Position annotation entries

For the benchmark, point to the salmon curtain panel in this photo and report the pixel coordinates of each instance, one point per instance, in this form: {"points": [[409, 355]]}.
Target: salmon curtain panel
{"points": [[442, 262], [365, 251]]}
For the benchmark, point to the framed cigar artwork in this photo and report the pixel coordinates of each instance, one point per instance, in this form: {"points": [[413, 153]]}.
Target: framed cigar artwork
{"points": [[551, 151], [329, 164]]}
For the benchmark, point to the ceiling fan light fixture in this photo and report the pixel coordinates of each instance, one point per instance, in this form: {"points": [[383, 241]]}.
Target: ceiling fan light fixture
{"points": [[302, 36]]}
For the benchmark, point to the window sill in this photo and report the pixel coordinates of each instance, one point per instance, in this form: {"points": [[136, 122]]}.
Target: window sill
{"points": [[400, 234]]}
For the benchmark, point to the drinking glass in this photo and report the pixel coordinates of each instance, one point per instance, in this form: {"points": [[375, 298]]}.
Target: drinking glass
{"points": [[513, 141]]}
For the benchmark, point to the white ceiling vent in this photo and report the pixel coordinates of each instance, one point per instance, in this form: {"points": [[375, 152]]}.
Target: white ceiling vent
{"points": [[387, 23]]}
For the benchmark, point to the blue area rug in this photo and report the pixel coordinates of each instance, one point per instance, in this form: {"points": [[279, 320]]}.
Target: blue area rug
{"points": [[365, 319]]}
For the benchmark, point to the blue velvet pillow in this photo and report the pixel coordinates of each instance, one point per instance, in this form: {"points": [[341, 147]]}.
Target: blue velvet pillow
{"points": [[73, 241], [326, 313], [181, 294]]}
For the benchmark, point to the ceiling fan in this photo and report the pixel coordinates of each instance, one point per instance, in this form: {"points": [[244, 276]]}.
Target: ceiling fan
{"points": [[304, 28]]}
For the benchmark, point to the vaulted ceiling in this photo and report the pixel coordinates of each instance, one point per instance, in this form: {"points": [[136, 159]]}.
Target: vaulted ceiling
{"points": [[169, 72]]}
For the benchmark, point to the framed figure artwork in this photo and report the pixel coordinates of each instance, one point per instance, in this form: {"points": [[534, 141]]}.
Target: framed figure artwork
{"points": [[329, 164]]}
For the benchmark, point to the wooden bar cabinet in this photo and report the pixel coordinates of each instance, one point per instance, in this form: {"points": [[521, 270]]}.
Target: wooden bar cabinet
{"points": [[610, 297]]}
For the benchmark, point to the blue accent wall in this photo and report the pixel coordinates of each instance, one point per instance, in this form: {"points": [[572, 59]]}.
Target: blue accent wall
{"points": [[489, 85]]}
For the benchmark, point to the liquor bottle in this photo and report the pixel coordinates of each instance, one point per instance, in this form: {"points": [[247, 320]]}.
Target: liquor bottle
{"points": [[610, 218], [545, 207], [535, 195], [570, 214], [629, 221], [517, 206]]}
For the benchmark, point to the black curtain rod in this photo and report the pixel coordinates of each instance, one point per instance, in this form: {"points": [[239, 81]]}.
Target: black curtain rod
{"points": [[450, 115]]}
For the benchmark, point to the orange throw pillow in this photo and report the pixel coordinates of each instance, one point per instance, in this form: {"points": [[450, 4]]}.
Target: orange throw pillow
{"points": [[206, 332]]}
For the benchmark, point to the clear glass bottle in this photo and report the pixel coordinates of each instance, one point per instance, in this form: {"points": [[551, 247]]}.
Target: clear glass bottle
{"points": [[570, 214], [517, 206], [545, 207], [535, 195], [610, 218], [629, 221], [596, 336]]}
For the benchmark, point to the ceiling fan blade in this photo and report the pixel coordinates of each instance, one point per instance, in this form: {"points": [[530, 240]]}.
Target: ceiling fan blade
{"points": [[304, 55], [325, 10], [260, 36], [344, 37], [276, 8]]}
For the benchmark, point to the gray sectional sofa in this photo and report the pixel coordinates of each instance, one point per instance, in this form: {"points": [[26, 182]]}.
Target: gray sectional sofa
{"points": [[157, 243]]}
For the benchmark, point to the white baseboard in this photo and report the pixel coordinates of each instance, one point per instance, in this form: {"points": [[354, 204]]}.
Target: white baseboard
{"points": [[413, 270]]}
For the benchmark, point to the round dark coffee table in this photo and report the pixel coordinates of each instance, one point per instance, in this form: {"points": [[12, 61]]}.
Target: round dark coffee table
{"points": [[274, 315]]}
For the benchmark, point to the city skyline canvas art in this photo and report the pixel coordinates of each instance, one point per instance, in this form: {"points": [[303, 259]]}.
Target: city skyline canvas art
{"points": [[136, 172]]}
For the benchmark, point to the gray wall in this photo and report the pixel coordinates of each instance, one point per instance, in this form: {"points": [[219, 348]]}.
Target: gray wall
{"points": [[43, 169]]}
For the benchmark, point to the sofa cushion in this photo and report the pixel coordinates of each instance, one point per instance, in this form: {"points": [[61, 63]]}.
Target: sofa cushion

* _TASK STATEMENT_
Print all of the entries above again, word for word and unchanged.

* _SOLUTION TO THE PROBLEM_
For the benchmark, point to the salmon curtain panel in this photo and report the pixel coordinates of each instance, one point per instance, in this form: {"points": [[409, 355]]}.
Target: salmon curtain panel
{"points": [[442, 262], [365, 251]]}
For the benchmark, point to the framed cigar artwork in this photo and report the pixel coordinates of each instance, one point per instance, in this form: {"points": [[413, 153]]}.
Target: framed cigar artwork
{"points": [[551, 151], [329, 164]]}
For the benchmark, point to the ceiling fan light fixture in this photo and report the pixel coordinates of each instance, one point per instance, in this form: {"points": [[383, 241]]}.
Target: ceiling fan light fixture
{"points": [[302, 36]]}
For the benchmark, point to the window sill in this photo and report the pixel coordinates of each instance, one point per instance, in this form: {"points": [[136, 122]]}.
Target: window sill
{"points": [[400, 234]]}
For the benchmark, point to the drinking glass in this photo and report the pixel coordinates of each instance, one point per instance, in this form: {"points": [[375, 298]]}.
Target: drinking glass
{"points": [[513, 141]]}
For the benchmark, point to the white ceiling vent in this photo and report the pixel coordinates of each instance, one point per instance, in this form: {"points": [[375, 152]]}.
Target: white ceiling vent
{"points": [[387, 23]]}
For the benchmark, point to the blue area rug in this photo and report the pixel coordinates of each instance, one point per instance, in this form: {"points": [[279, 320]]}.
Target: blue area rug
{"points": [[365, 319]]}
For the benchmark, point to the blue velvet pillow in this photo and report the pixel coordinates of each instance, one point per instance, in this form: {"points": [[341, 147]]}.
Target: blue velvet pillow
{"points": [[73, 241], [326, 313], [181, 294]]}
For the benchmark, point to the ceiling fan in this photo and report the pixel coordinates of each instance, one point per instance, in this form: {"points": [[244, 276]]}.
Target: ceiling fan
{"points": [[304, 28]]}
For the benchmark, point to the vaulted ceiling in this photo and report the pixel coordinates of each instance, one point per instance, in this form: {"points": [[136, 159]]}.
Target: vaulted ceiling
{"points": [[169, 72]]}
For the benchmark, point to the framed figure artwork in this photo and report the pixel coordinates of each instance, one point per instance, in this form: {"points": [[534, 141]]}.
Target: framed figure artwork
{"points": [[329, 164]]}
For the benchmark, point to the wooden bar cabinet in this photo and report the pixel coordinates of each instance, one point per instance, in this form: {"points": [[521, 270]]}.
Target: wooden bar cabinet
{"points": [[610, 297]]}
For the benchmark, point to the blue accent wall in this photo and report the pixel coordinates of each instance, one point per instance, in this form: {"points": [[572, 59]]}.
Target: blue accent wall
{"points": [[489, 85]]}
For the benchmark, point to the liquor bottle in this photo and report the pixel coordinates of each instance, one point per instance, in this form: {"points": [[247, 320]]}.
Target: liquor bottle
{"points": [[610, 218], [545, 207], [535, 195], [570, 214], [629, 221], [517, 206]]}
For the benchmark, point to the black curtain rod in this photo and report the pixel coordinates of each instance, one point per instance, in this form: {"points": [[239, 81]]}.
Target: black curtain rod
{"points": [[450, 115]]}
For the benchmark, point to the orange throw pillow in this photo and report the pixel coordinates of each instance, one point per instance, in this form: {"points": [[450, 4]]}.
Target: orange throw pillow
{"points": [[206, 332]]}
For the benchmark, point to the clear glass bottle in this photo and report the pixel coordinates of each instance, one point per instance, in this form: {"points": [[551, 247]]}.
Target: clear glass bottle
{"points": [[570, 214], [517, 206], [545, 207], [535, 195], [610, 218], [629, 221], [596, 336]]}
For the benchmark, point to the ceiling fan blade in this photo and report the pixel coordinates of each instance, one point per instance, in this form: {"points": [[530, 240]]}.
Target: ceiling fan blade
{"points": [[304, 55], [325, 10], [260, 36], [344, 37], [276, 8]]}
For the benchmark, point to the gray sectional sofa in this photo and report the pixel coordinates of each instance, one point per instance, in this form: {"points": [[26, 182]]}.
Target: gray sectional sofa
{"points": [[157, 243]]}
For the benchmark, point to the white baseboard in this photo and report the pixel coordinates of each instance, one point per instance, in this form: {"points": [[354, 204]]}.
Target: white baseboard
{"points": [[413, 270]]}
For the benchmark, point to the round dark coffee table in this photo and report the pixel coordinates of each instance, one point per instance, in this form: {"points": [[12, 61]]}.
Target: round dark coffee table
{"points": [[274, 315]]}
For the benchmark, point to the city skyline canvas art in this photo and report the pixel coordinates of each instance, one point per instance, in this form: {"points": [[303, 259]]}.
Target: city skyline canvas art
{"points": [[136, 172]]}
For the benchmark, point to the gray wall in this photo and report the pixel coordinates of each instance, one point per instance, in this form: {"points": [[219, 348]]}.
Target: gray wall
{"points": [[43, 169]]}
For the benchmark, point to the sofa cushion in this photo and report the pixel coordinates of each instance, one point per instance, in this form: {"points": [[61, 63]]}.
Target: sofa cushion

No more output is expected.